═══ Passage for review

Health insurance companies are very low margin businesses, with the latest CEIC quarterly report showing their margins further declining from 2.7% in June 2024 to a barely sustainable 1.9% in September. As the chart shows below, they’ve never really been rolling in money, as Luigi was led to believe.
Part of the confusion is that an enormous company making a 2% profit appears to be pulling in obscene amounts of money, even if that profit is being split between many more people. Another part of the confusion is that many prominent and even powerful people don’t do the work to learn the difference between things like gross revenue and net profit.
Take US Congressman Ro Khanna of California, who used a massively exaggerated number to justify getting rid of health insurance altogether and replacing it with “Medicare for All,” a single-payer system. Thankfully, Twitter’s “community note” function corrected his error.
But leaving aside the sloppy demonization of the health insurance industry as the problem with American healthcare costs, their solution of handing everything over to the government is equally lazy.
As was stated earlier, economics is about finding the best way of dealing with scarcity, and when it comes to healthcare, everything — whether doctors, MRI machines, hospitals, and ER rooms — is limited in quantity. And in government-run systems, that scarcity doesn’t go away. It’s just that bureaucrats and government boards, rather than insurance companies, decide what is covered and what is not.

══════

▶ How to complete this task
Extend the commentary on health insurance margins and government-run healthcare, beginning right after its final sentence.

═══ Extracted information

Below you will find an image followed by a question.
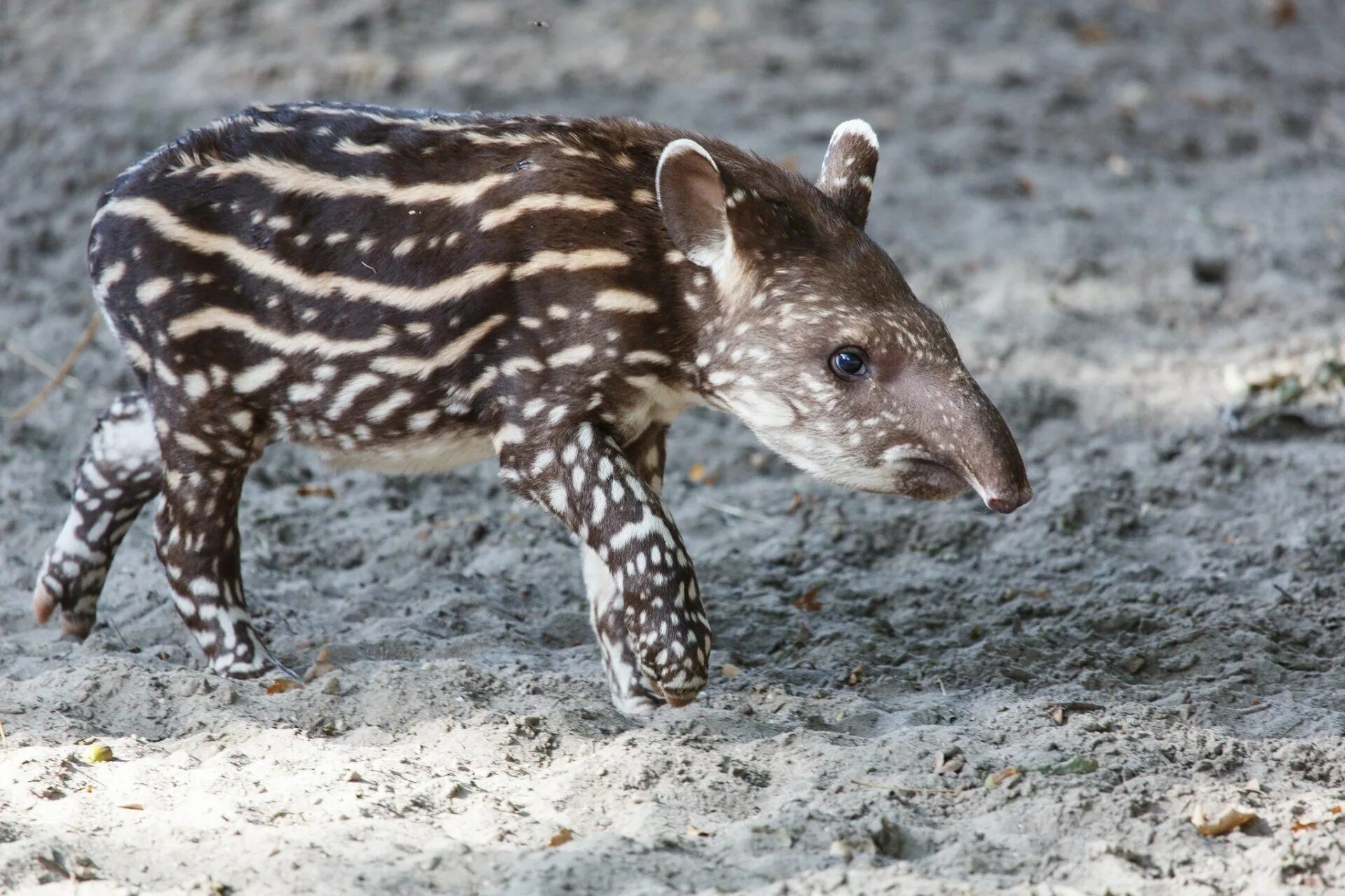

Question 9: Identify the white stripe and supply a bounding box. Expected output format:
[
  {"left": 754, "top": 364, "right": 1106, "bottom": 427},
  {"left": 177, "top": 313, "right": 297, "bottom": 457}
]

══════
═══ Extracted information

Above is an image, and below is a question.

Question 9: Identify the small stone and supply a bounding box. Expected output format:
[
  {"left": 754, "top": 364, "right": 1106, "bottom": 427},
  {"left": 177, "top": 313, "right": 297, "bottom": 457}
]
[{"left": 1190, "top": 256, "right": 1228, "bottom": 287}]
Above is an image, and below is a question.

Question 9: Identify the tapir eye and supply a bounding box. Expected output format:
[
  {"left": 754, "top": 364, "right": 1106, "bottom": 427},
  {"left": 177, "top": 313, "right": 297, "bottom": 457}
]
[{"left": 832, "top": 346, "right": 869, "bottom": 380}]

══════

▶ Answer to this exercise
To take Canada’s system — since they are our closest neighbor and have a similar culture and standard of living — care is greatly rationed to those the government determines need it most urgently. And this is happening at a grand scale, since Canada is dealing with a healthcare crisis due to staff shortages and increasing demand, especially at ERs, family physicians, and specialists. With no family doctors available, Canadians have been rushing to the ER for everything, leading to astronomical wait times and people dying of serious conditions in the waiting room.
Healthcare is a very complicated industry, and the United States has a very complicated way of administering it, but the fact that 70% of Americans are confident they would see emergency care in a timely manner, compared with 37% of Canadians, does speak to some strengths in our system. So does the fact that Americans are twice as likely as Canadians to be satisfied with their access to healthcare overall.
If one is denied care by a health insurance company who says that procedure is not covered or not in network, an American is at least allowed to seek care in other ways. This could mean the difference between life and death, even if it comes with a lot of medical debt. In Canada, however, health providers and insurance companies are generally banned from providing services that are covered by the national system. So if there is a long wait time or you’re denied coverage, you can’t use your own money to arrange care yourself. You’re simply out of luck.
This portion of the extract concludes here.